Sistem ekonomi Kapitalisme, Antara keuntungan dan kerugian
|
Kapitalisme muncul
di Eropa Barat di akhir abad ke-15 tepatnya pada tahun 1492. Dalam sejarah
Eropa, ada empat kejadian sejarah yang merupakan tonggak bagi lahirnya sistem
kapitalisme.
Pertama, lahirnya system kapitalisme
tidak bisa dipisahkan dengan Adam Smith, seorang pemikir terkemuka di abad 18
yang telah membidani kelahiran ilmu ekonomi lewat karyanya yang monumental “Inquiry
into the Nature and Causes of the Wealth of the Nations” pada tahun 1776. Buku ini merupakan kumpulan ide dan gagasan dari para pemikir ekonomi.
Dari buku ini dapat disimpulkan bahwa keserakahan dan kepentingan pribadi akan
menimbulkan persaingan bebas (laissez-faire). Persaingan bebas ini akan
mencegah penindasan oleh invisible hand karena setiap pemilik modal akan
berusaha agar para pekerja tidak pindah ke lain majikan. sehingga keserakahan
dan kepentingan pribadi akan menguntungkan orang banyak.

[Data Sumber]
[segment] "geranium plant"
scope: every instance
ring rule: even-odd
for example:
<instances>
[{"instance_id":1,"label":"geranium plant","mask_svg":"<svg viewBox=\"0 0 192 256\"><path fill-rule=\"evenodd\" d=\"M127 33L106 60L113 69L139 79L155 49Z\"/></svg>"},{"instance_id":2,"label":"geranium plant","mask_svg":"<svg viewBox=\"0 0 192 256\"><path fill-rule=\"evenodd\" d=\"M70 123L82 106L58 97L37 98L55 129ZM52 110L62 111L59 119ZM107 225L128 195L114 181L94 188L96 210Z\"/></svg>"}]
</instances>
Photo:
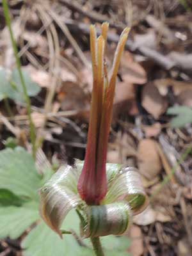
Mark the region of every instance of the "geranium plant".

* * *

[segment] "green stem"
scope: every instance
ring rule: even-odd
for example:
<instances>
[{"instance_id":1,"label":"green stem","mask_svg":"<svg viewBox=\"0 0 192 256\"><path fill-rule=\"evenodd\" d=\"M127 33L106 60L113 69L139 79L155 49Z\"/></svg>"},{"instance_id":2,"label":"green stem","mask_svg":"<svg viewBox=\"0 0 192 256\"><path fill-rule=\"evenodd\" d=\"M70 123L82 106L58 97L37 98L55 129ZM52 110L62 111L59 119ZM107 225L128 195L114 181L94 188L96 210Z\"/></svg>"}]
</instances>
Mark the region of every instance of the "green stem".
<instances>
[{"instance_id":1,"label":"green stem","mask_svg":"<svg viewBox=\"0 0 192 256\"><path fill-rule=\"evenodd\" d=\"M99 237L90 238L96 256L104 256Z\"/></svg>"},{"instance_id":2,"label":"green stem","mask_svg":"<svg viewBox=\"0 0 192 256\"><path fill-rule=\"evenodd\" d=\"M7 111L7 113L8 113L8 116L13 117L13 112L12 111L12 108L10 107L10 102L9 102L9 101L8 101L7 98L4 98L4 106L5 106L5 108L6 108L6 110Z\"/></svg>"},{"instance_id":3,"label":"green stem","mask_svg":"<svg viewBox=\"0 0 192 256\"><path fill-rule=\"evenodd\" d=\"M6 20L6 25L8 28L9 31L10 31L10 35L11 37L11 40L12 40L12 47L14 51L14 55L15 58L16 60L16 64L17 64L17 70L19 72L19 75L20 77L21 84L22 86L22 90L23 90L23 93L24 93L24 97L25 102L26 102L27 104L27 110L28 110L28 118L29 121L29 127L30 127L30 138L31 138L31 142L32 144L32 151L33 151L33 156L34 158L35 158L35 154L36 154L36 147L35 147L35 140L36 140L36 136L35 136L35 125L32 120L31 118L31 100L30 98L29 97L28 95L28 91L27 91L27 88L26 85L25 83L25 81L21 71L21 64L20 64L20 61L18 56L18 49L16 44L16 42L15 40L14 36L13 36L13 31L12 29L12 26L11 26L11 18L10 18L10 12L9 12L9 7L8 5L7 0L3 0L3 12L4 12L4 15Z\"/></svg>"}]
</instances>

* [PERNYATAAN TUGAS]: Sambung tulisan tentang sistem ekonomi kapitalisme mulai dari kalimat terakhir yang tertera.

* [SEBAGAI JAWABAN]:
Smith, dengan sistem
pasarnya memunculkan pengetahuan tingkah laku ekonomi yang belum pernah ditemui
sebelumnya yang kemudian menjadi bahan analisa bagi terbentuknya sebuah tubuh
ilmu yang makin utuh. Pandangan, pemikiran, analisa dan teori-teorinya yang tertuang secara
detail dalam bukunya tersebut mendasari lahirnya sebuah sistem ekonomi yang
sampai sekarang berlaku, yakni sistem ekonomi kapitalis. Buku Smith
sesungguhnya merupakan gambaran, kupasan dan sekaligus ramalan tentang
kehidupan ekonomi pada zamannya. Dengan ketajaman dan kekuatan nalar, kekayaan
gagasan serta keyakinan seorang filsuf pada jamannya, Smith melihat di balik
gejala yang menjadi pusat perhatiannya, sesuatu yang kemudian disebutnya
sebagai hukum-hukum sistem pasar.
Kedua revolusi industri (1760 -
1860), Revolusi industri telah memunculkan kelas menengah yang mempunyai
kekuatan ekonomi, sehingga dengan kekuatannya tersebut mereka menuntut derajat
kekuatan politik yang berimbang.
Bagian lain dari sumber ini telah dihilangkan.